• _Problem A_
Could you repeat the passage on newspaper premium editions word for word, from start to finish?

• _Extract to read_
Many legal issues must be considered when preparing newspaper subscription promotions. What you communicate about "premium editions" – the cost and how they impact the length of a newspaper subscription can be critical, legally. These legal issues were brought into sharp focus in a recent lawsuit.

Imagine one morning at your office you are served with a class action lawsuit alleging the following:

  • Your newspaper has a business practice designed to take advantage of its subscribers.
  • Subscribers sign up for advertised offers such as "One-Year Subscription" or a "26-week Subscription." But that is not what they received.
  • Instead they receive, as frequently as once a month, a so-called premium edition.
  • This premium edition is filled almost exclusively with advertising and other "puff" pieces.
  • Subscribers are charged $2 per issue for the premium edition.
  • Rather than send the subscriber a bill or give them a chance to turn down the premium edition, $2 in value is deducted from the end of the subscriber's subscription.
  • Subscribers are not given the chance to opt out.
  • The details about the surcharge are buried in fine print that contradicts the explicit plain language of the advertisements that have bold headlines promising a fixed-length subscription.
  • Worse, subscribers who are signed up for automatic debit programs are likely to never notice their subscription has been materially shortened.

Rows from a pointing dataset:
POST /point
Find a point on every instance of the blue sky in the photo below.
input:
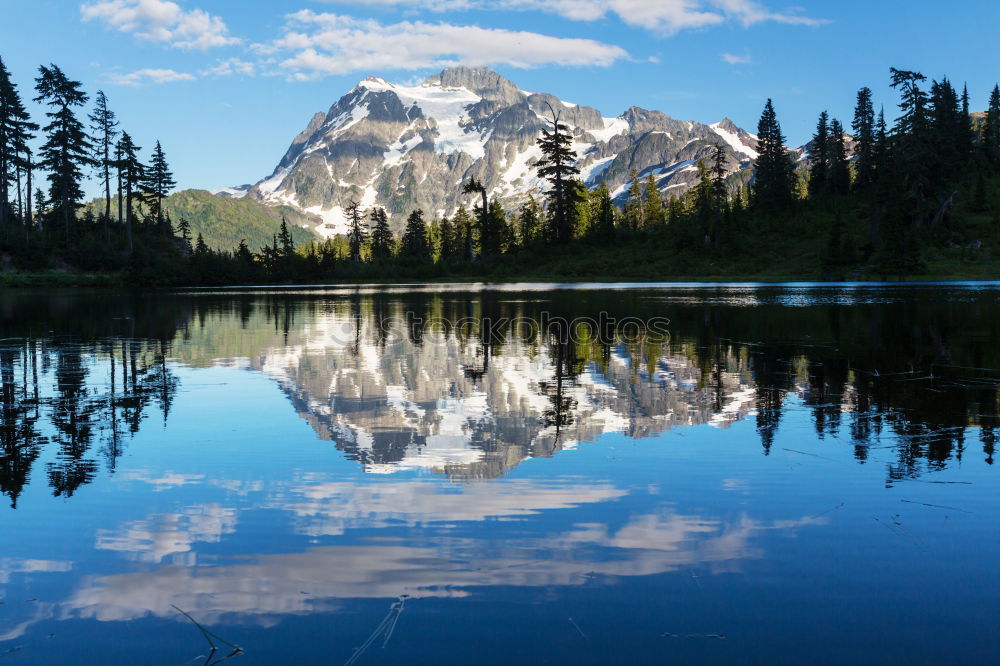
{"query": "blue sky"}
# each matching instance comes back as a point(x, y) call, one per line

• _Problem B_
Which lines in the rows above contain the string "blue"? Copy each of them in full, treating case as significant.

• _Exercise answer A_
Many legal issues must be considered when preparing newspaper subscription promotions. What you communicate about "premium editions" – the cost and how they impact the length of a newspaper subscription can be critical, legally. These legal issues were brought into sharp focus in a recent lawsuit.

Imagine one morning at your office you are served with a class action lawsuit alleging the following:

  • Your newspaper has a business practice designed to take advantage of its subscribers.
  • Subscribers sign up for advertised offers such as "One-Year Subscription" or a "26-week Subscription." But that is not what they received.
  • Instead they receive, as frequently as once a month, a so-called premium edition.
  • This premium edition is filled almost exclusively with advertising and other "puff" pieces.
  • Subscribers are charged $2 per issue for the premium edition.
  • Rather than send the subscriber a bill or give them a chance to turn down the premium edition, $2 in value is deducted from the end of the subscriber's subscription.
  • Subscribers are not given the chance to opt out.
  • The details about the surcharge are buried in fine print that contradicts the explicit plain language of the advertisements that have bold headlines promising a fixed-length subscription.
  • Worse, subscribers who are signed up for automatic debit programs are likely to never notice their subscription has been materially shortened.

• _Exercise answer B_
Find a point on every instance of the blue sky in the photo below.
{"query": "blue sky"}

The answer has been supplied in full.